[Recorded data]

**********

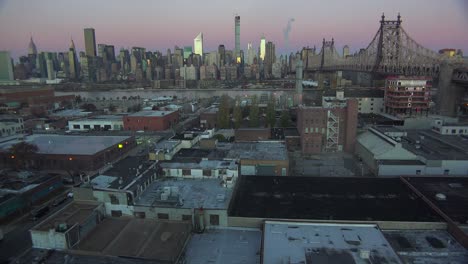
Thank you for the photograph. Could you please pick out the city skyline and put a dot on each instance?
(156, 31)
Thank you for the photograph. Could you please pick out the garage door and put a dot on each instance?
(247, 170)
(266, 170)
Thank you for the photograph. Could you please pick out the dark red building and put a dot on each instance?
(151, 120)
(328, 129)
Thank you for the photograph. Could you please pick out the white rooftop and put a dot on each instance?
(67, 144)
(152, 113)
(187, 193)
(292, 242)
(224, 246)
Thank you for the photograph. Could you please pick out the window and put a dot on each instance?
(162, 216)
(214, 219)
(186, 217)
(114, 199)
(116, 213)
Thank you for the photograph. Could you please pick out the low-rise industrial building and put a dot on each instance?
(204, 202)
(70, 152)
(107, 122)
(11, 125)
(151, 120)
(328, 128)
(370, 100)
(388, 151)
(260, 158)
(296, 242)
(221, 169)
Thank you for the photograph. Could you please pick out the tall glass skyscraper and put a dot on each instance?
(198, 44)
(90, 42)
(237, 37)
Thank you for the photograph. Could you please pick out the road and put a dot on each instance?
(18, 240)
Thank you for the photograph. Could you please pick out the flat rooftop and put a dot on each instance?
(263, 150)
(152, 113)
(102, 118)
(426, 246)
(186, 193)
(224, 246)
(68, 144)
(123, 173)
(455, 190)
(310, 243)
(203, 165)
(138, 238)
(433, 146)
(74, 213)
(329, 198)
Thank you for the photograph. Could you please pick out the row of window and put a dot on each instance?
(214, 218)
(317, 130)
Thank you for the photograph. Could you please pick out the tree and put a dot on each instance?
(271, 114)
(237, 113)
(223, 120)
(21, 153)
(285, 119)
(253, 114)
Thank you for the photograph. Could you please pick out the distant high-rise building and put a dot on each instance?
(250, 54)
(6, 66)
(187, 51)
(90, 42)
(72, 61)
(32, 48)
(198, 44)
(345, 51)
(222, 55)
(262, 47)
(270, 58)
(237, 37)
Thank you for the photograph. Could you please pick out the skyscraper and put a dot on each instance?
(198, 44)
(6, 66)
(32, 48)
(90, 42)
(345, 51)
(237, 36)
(262, 48)
(222, 55)
(73, 61)
(270, 58)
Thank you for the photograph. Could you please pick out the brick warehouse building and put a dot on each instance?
(328, 129)
(151, 120)
(407, 96)
(75, 153)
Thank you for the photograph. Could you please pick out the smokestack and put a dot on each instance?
(286, 33)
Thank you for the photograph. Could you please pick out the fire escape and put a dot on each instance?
(333, 129)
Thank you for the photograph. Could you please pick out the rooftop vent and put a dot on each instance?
(441, 197)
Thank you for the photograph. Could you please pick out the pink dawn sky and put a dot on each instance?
(158, 25)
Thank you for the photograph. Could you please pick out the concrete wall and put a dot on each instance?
(393, 225)
(177, 213)
(399, 170)
(48, 239)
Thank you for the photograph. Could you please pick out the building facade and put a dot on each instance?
(151, 120)
(328, 129)
(407, 96)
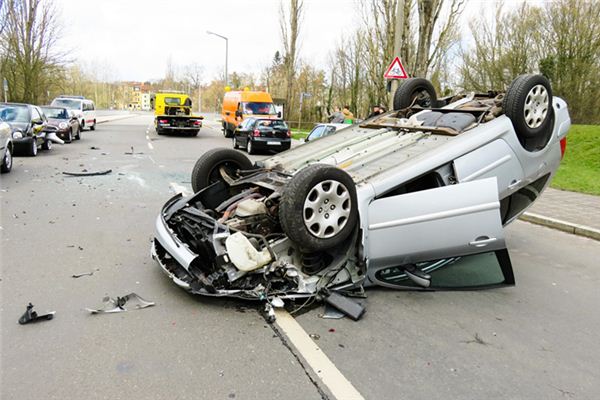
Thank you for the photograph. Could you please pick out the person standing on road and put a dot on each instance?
(336, 116)
(348, 116)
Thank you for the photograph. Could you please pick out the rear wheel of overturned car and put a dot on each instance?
(528, 104)
(7, 160)
(415, 91)
(318, 208)
(207, 169)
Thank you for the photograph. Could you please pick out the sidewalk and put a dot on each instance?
(571, 212)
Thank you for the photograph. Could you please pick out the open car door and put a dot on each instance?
(446, 237)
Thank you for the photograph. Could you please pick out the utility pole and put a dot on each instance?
(397, 47)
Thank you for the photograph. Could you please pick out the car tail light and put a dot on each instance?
(563, 147)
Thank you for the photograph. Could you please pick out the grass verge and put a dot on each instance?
(579, 171)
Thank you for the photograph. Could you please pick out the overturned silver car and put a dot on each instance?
(415, 198)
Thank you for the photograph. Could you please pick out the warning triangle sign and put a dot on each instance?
(396, 70)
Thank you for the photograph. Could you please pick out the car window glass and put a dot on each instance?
(476, 270)
(316, 133)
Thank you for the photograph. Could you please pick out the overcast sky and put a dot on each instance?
(134, 39)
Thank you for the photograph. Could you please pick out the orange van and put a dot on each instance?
(238, 105)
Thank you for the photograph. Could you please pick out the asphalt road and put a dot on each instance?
(536, 340)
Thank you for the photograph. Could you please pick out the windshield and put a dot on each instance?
(14, 113)
(259, 108)
(57, 113)
(68, 103)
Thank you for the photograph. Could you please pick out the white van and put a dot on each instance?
(84, 108)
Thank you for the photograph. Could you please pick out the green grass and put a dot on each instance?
(579, 171)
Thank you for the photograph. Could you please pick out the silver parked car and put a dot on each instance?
(415, 198)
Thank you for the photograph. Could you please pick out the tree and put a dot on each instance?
(28, 46)
(289, 23)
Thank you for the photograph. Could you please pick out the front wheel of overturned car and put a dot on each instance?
(7, 160)
(207, 169)
(415, 91)
(528, 104)
(318, 208)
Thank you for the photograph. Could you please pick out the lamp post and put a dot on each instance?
(226, 53)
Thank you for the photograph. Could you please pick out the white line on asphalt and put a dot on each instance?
(177, 188)
(314, 356)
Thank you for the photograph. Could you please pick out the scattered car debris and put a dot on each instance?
(105, 172)
(32, 316)
(346, 305)
(85, 273)
(133, 300)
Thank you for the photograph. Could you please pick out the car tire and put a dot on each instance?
(7, 160)
(32, 151)
(528, 104)
(206, 170)
(250, 147)
(318, 208)
(419, 91)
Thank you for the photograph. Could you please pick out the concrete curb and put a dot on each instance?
(569, 227)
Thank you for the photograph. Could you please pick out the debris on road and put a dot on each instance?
(85, 273)
(118, 305)
(32, 316)
(105, 172)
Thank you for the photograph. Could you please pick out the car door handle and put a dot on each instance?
(482, 241)
(514, 183)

**********

* [Given problem]
In the copy, include all records verbatim but no images.

* [Solution for this task]
Thank you for the photograph. Could you please pick out the city skyline and put a dot on each instance?
(156, 31)
Thank you for the photograph. Could you please pick out the garage door and put a dot on each instance?
(247, 170)
(266, 170)
Thank you for the photograph. Could you please pick out the dark red building and put a dot on each instance?
(151, 120)
(328, 129)
Thank you for the photograph. Could you please pick out the white rooftop and put a dot on each instance?
(67, 144)
(152, 113)
(187, 193)
(292, 242)
(224, 246)
Thank you for the photograph. Could you please pick out the window and put a dot on each instance?
(162, 216)
(214, 219)
(186, 217)
(114, 199)
(116, 213)
Thank you for the photograph. Could you please pick out the low-rise industrial building and put a dot on each instance?
(204, 202)
(70, 152)
(107, 122)
(11, 125)
(151, 120)
(328, 128)
(370, 100)
(388, 151)
(260, 158)
(296, 242)
(221, 169)
Thank you for the photograph. Could you please pick out the tall glass skyscraper and put a dot on each instance?
(198, 44)
(90, 42)
(237, 37)
Thank you for the photograph. Could you please pick out the road and put a dot on each instance?
(18, 240)
Thank you for the photograph. Could you please pick out the flat rooftop and put a dot on each instance?
(263, 150)
(152, 113)
(102, 118)
(426, 246)
(186, 193)
(224, 246)
(68, 144)
(123, 173)
(455, 190)
(310, 243)
(203, 165)
(138, 238)
(433, 146)
(74, 213)
(329, 198)
Thank you for the photograph. Could you please pick out the row of window and put a dot on each instance?
(214, 218)
(317, 130)
Thank you for the photograph. Could you please pick out the tree and put a dot on each instance?
(271, 114)
(237, 113)
(223, 120)
(21, 153)
(285, 119)
(253, 114)
Thank you for the photograph. Could you please pick out the distant high-rise building and put a dot on each instance?
(250, 54)
(6, 66)
(187, 51)
(90, 42)
(72, 61)
(32, 48)
(198, 44)
(345, 51)
(222, 55)
(262, 47)
(270, 58)
(237, 37)
Thank you for the photograph. Could you please pick out the skyscraper and put a dot on each instance?
(198, 44)
(6, 66)
(32, 48)
(90, 42)
(345, 51)
(237, 36)
(262, 48)
(222, 55)
(73, 61)
(270, 58)
Thank you for the photograph. Could you please pick out the brick warehouse building and put a dot on each instance?
(328, 129)
(151, 120)
(407, 96)
(75, 153)
Thank you for the photograph. Could you please pick out the smokestack and put a dot on each instance?
(286, 33)
Thank you for the photograph. Could you please pick out the fire escape and put a dot on each instance?
(333, 129)
Thank you for the photograph. Could you please pick out the rooftop vent and put a dot on each instance?
(441, 197)
Thank you for the photograph. Could you please pick out the pink dawn sky and put a dot on each instance?
(158, 25)
Thank you for the photograph. Could you please pick out the concrete wall and put a dot on each instance?
(393, 225)
(177, 213)
(399, 170)
(48, 239)
Thank you for the photograph. Could you please pick out the building facade and put a dot on each instance?
(151, 120)
(328, 129)
(407, 96)
Thank you for the photograph. Could you please pick out the person standing on road and put a dot on each instance?
(336, 116)
(348, 116)
Thank you for the photograph. Could you please pick out the rear wheel of overturned car and put a dot on each instance?
(528, 104)
(7, 160)
(415, 91)
(318, 208)
(207, 169)
Thank you for the photograph. Could you please pick out the sidewalk and put a dot on each instance?
(571, 212)
Thank you for the photograph. Could you please pick out the open car door and put a dot on each instance?
(446, 237)
Thank you for the photograph. Could you please pick out the utility pole and put a dot on each instance?
(397, 47)
Thank you for the photograph. Could you please pick out the car tail light and put a dot on each instance?
(563, 147)
Thank you for the photograph. Could you please pick out the grass verge and put a dot on each instance?
(579, 171)
Thank you for the photograph. Could you please pick out the overturned silver car and put a dot on each instance?
(415, 198)
Thank you for the photograph. Could you please pick out the warning triangle sign and put a dot on each instance?
(396, 70)
Thank you for the photograph. Could you please pick out the car window glass and put a dot on each instance?
(476, 270)
(316, 133)
Thank you for the photograph. Could you please pick out the overcast sky and put a dot on each instance?
(134, 39)
Thank you for the photograph. Could you please pick out the orange van and put a dot on each instance?
(238, 105)
Thank you for the photograph. Could you please pick out the asphalt road and put a dot on each instance?
(536, 340)
Thank you for the photograph. Could you please pick out the windshield and put a dot on each instance?
(14, 113)
(259, 108)
(57, 113)
(68, 103)
Thank you for the photograph. Could you please pick out the white van and put a dot on each instance?
(84, 108)
Thank you for the photograph. Could you please pick out the green grass and put a dot on each instance?
(579, 171)
Thank you for the photograph. Could you please pick out the silver parked car and put a dot on each instance?
(415, 198)
Thank you for the photograph. Could you please pick out the tree and put a dot on each instance?
(28, 46)
(289, 23)
Thank you for the photograph. Could you please pick out the front wheel of overturned car and put a dot on each instance?
(7, 160)
(207, 169)
(415, 91)
(528, 104)
(318, 208)
Thank you for the photograph. Could you please pick out the lamp post and put a dot on each instance?
(226, 53)
Thank you for the photograph. Could you please pick out the white line on asphalt and put a dot on each instance?
(177, 188)
(314, 356)
Thank you for the photograph. Could you please pick out the scattered car debris and put a dot on each instance?
(105, 172)
(32, 316)
(346, 305)
(85, 273)
(133, 300)
Thank you for the photograph. Could you please pick out the car tire and put a dot on each instance?
(7, 160)
(32, 151)
(528, 104)
(206, 170)
(250, 147)
(318, 208)
(419, 91)
Thank you for the photograph. Could you please pick out the concrete curb and put a dot on each instance?
(569, 227)
Thank you for the photograph. Could you please pick out the debris on road and put a dot on each instance?
(85, 273)
(118, 305)
(32, 316)
(105, 172)
Thank you for the photograph. Could you please pick out the car door handle and put a dot on each instance?
(482, 241)
(514, 183)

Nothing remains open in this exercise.